### WORKING DATA
BEGIN
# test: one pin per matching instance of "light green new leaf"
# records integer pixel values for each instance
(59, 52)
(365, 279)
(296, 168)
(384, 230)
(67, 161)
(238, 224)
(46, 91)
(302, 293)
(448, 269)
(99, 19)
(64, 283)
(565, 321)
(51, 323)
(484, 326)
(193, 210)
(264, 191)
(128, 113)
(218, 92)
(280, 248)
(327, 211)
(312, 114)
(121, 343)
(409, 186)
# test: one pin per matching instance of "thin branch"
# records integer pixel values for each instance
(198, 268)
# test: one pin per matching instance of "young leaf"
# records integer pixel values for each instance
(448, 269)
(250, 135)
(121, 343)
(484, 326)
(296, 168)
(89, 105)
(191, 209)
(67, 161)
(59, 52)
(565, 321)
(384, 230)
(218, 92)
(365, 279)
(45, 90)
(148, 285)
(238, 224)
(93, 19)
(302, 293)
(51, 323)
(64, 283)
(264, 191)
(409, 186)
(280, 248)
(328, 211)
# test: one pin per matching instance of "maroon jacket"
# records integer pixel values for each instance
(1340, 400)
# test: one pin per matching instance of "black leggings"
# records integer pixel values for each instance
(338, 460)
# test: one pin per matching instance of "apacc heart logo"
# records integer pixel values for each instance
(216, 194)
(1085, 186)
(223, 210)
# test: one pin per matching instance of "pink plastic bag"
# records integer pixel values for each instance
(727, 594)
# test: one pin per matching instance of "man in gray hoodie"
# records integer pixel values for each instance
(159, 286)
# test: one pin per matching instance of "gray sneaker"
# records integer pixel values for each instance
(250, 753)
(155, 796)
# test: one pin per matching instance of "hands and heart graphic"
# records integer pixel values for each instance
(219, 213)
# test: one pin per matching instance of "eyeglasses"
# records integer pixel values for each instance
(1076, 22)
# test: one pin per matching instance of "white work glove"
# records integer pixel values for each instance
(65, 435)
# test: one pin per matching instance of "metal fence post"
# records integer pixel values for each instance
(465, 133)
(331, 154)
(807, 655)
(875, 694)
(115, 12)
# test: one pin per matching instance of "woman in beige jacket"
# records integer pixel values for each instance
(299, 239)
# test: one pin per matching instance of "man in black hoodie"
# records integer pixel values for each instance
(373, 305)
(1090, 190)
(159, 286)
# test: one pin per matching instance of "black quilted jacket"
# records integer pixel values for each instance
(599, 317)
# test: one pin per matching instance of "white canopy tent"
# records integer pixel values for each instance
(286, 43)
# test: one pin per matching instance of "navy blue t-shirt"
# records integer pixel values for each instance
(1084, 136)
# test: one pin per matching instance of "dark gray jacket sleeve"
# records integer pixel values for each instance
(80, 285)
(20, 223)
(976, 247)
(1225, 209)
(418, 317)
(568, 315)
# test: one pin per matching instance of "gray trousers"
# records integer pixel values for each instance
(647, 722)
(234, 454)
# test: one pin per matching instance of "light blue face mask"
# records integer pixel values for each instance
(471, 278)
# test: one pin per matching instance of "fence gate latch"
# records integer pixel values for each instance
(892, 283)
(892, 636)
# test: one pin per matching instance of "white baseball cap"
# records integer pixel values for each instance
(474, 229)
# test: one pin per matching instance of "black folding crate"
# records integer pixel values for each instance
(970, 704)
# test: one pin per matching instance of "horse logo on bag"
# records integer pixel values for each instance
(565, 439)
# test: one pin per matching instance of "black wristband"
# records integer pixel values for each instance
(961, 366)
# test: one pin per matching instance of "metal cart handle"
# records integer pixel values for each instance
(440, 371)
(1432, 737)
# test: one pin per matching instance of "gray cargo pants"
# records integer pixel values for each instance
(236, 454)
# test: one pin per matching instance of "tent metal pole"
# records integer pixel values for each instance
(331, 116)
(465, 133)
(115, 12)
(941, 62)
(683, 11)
END
### WORK REQUEST
Restate all entries above verbatim.

### THE ANSWER
# test: one pin per matching instance of "light green new leaf"
# records integer pixel values for each instance
(59, 52)
(365, 279)
(296, 168)
(384, 230)
(67, 161)
(238, 224)
(46, 91)
(302, 293)
(448, 269)
(99, 19)
(64, 283)
(565, 321)
(51, 323)
(484, 326)
(193, 210)
(264, 191)
(128, 113)
(218, 92)
(280, 248)
(327, 211)
(312, 114)
(121, 343)
(409, 186)
# test: one pin per matching instance of "thin branch"
# records integer pixel values for each instance
(198, 268)
# test: one pin per matching instance of "young leaf"
# records integer pixel values for each instance
(448, 269)
(250, 135)
(121, 343)
(484, 326)
(296, 168)
(89, 105)
(191, 209)
(67, 161)
(59, 52)
(565, 321)
(384, 230)
(218, 92)
(365, 279)
(45, 90)
(148, 285)
(238, 224)
(93, 19)
(302, 293)
(51, 323)
(64, 283)
(264, 191)
(409, 186)
(280, 248)
(328, 211)
# test: one pin per matching instance of "maroon jacket"
# records integer pixel values for each instance
(1340, 400)
# test: one pin per matching instance of "black leggings"
# records integer pixel values for each instance
(338, 460)
# test: one pin per matching instance of "apacc heart logo"
# records integer pixel values for each instance
(216, 194)
(1085, 186)
(223, 210)
# test: one pin per matching instance of "pink plastic bag"
# records integer pixel values for each instance
(727, 594)
# test: one pin per matching instance of "man in gray hoodie"
# records integer pixel values for each instance
(159, 286)
# test: one pin per matching instance of "gray sneaker"
# records integer pixel values for each instance
(250, 753)
(155, 796)
# test: one pin per matching instance of "hands and heart graphic"
# records integer pixel values for each instance
(219, 213)
# test: one pin per matching instance of "eyeglasses"
# records integer pixel values for each instance
(1076, 22)
# test: one pin per matching instance of "white work glove"
# records integer pixel values for each instance
(65, 435)
# test: one pin per matching instance of "metal fence post"
# records integer pixel values for each instance
(465, 133)
(331, 154)
(807, 655)
(875, 694)
(115, 12)
# test: one pin per matching instance of "woman in beige jacket"
# records integer pixel values for each instance
(299, 239)
# test: one pin per matching instance of "man in black hoodie"
# records integer pixel values for each instance
(373, 305)
(1090, 190)
(159, 286)
# test: one pin per matching instance of "black quilted jacket"
# records integer pixel values for each instance
(599, 317)
# test: one pin per matching instance of "white canopy tent"
# records integer pixel values for each instance
(286, 43)
# test: one pin per matching instance of "navy blue t-shirt"
# records integer pixel values for each instance
(1084, 136)
# test: one pin per matching instance of "dark gray jacket sleeve"
# records integer pixel values for each instance
(80, 285)
(20, 223)
(976, 247)
(1225, 209)
(418, 317)
(568, 315)
# test: one pin per matching instance of "gray trousers"
# records integer pixel values for each instance
(647, 722)
(234, 454)
# test: one pin per matching instance of "light blue face mask"
# records integer pixel values for each instance
(471, 278)
# test: one pin per matching instance of "fence gate latch"
# records integer pixel values for each instance
(892, 283)
(892, 636)
# test: one pin per matching instance of "white baseball cap"
# records integer pixel values for each instance
(474, 229)
# test: one pin per matching instance of "black folding crate"
# records integer pixel values for each instance
(970, 704)
# test: one pin per matching instance of "horse logo on bag"
# records integer pixel values for each instance
(565, 439)
# test: one pin per matching instance of "black wristband"
# records integer pixel values for each instance
(961, 366)
# test: one pin per matching instance of "metal cart handle"
# records integer pixel values for each instance
(440, 371)
(1432, 737)
# test: one pin per matching instance of "gray cargo pants"
# records integer pixel values for each instance
(236, 454)
# test: one pin per matching instance of "tent metal pole"
# records integer pixel values for each instance
(331, 116)
(465, 133)
(115, 12)
(941, 62)
(683, 11)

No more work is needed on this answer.